* _Prompt_:
Can you change "horrible" to "tedious" in the operator identity thread and give back everything from "But I have no" down to "about proving it?"?

An identity for functions of operators

[Identity]

Is there an easy way to prove the identities:

e^{\hat{A}}e^{\hat{B}}=e^{\hat{A}+\hat{B}}e^{[\hat{A},\hat{B}]/2} and

e^{\hat{A}}\hat{B}e^{-\hat{A}}=\hat{B}+[\hat{A},\hat{B}]+\frac{1}{2!}[\hat{A},[\hat{A},\hat{B}]]+\frac{1}{3!}[\hat{A},[\hat{A},[\hat{A},\hat{B}]]]+...In Zettili they give that: e^{\hat{A}}=\sum_{n=0}^\infty \frac{1}{n!}\hat{A}^n

But I have no idea how I would expand a product of series to prove the identity... the algebra is horrible. Is there an easier way to go about proving it?
Thx

 

[arkajad]

Your first equation is, for general A,B, wrong.

As for the second one set

f(t)=e^{At}Be^{-At}

calculate derivatives f^{(n)}(0) (calculate first three, and you will see how it goes), and then use Taylor's expansion:

f(1)=f(0)+f'(0)+\frac{1}{2!}f''(0)+...

 

[Identity]

Thanks :)

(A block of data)
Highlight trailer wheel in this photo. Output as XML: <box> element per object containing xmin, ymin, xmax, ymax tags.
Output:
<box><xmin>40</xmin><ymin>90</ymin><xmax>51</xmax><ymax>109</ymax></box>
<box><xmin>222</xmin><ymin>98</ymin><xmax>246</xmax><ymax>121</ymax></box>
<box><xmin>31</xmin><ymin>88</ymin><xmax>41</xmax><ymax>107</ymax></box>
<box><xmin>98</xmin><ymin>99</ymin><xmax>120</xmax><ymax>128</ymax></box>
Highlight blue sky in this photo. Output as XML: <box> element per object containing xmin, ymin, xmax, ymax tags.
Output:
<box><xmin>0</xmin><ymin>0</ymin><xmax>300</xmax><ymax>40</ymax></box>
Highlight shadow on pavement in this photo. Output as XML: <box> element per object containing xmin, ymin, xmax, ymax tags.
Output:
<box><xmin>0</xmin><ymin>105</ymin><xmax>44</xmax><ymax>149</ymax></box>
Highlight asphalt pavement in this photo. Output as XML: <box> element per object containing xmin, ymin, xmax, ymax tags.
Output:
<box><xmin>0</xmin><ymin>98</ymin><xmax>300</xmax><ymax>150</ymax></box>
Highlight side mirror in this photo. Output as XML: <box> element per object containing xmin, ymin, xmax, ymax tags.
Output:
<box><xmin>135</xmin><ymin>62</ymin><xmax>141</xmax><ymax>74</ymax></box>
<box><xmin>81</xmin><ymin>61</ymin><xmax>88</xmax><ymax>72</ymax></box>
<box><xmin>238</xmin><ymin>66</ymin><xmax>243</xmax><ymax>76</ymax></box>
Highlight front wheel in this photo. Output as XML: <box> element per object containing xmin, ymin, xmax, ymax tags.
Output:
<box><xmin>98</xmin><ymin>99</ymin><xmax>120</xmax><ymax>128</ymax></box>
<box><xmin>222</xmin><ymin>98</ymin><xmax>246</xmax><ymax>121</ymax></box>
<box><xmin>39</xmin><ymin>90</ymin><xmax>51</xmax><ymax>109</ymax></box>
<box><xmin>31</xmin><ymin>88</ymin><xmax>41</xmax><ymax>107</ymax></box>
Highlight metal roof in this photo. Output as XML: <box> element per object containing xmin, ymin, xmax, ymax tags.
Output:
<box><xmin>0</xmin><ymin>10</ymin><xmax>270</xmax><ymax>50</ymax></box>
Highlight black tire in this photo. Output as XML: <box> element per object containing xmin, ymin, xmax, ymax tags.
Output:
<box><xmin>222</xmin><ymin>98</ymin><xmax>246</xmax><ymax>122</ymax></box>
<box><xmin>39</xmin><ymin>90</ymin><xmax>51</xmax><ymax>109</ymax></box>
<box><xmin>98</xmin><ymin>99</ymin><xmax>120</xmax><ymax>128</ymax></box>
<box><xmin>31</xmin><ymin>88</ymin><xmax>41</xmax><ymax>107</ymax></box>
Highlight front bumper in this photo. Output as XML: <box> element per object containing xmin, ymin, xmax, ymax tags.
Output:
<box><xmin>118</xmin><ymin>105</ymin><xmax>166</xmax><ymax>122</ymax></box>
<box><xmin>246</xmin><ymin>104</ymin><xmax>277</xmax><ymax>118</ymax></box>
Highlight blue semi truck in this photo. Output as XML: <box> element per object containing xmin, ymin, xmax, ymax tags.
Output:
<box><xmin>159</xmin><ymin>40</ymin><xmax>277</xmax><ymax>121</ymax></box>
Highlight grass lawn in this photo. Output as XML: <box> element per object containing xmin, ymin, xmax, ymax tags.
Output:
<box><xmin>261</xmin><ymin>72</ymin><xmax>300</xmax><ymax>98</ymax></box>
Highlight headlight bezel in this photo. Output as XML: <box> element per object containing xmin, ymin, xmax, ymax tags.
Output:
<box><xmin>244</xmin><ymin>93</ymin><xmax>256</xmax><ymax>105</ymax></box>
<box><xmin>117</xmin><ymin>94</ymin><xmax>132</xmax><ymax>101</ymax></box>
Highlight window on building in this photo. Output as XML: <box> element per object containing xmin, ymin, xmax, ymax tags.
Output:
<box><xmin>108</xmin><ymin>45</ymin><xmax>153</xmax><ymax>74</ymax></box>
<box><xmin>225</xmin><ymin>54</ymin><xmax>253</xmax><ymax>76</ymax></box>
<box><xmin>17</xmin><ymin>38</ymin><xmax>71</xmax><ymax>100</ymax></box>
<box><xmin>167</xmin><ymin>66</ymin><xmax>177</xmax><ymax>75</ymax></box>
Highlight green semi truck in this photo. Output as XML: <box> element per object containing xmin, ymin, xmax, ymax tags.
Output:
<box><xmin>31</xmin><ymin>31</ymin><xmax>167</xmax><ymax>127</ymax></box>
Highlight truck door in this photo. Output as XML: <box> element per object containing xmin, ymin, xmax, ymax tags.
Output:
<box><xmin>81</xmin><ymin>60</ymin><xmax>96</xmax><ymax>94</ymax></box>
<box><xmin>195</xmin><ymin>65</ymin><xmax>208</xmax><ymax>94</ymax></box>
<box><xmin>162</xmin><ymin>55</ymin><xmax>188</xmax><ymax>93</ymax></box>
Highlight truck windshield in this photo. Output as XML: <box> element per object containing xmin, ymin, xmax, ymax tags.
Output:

* _The solution_:
But I have no idea how I would expand a product of series to prove the identity... the algebra is tedious. Is there an easier way to go about proving it?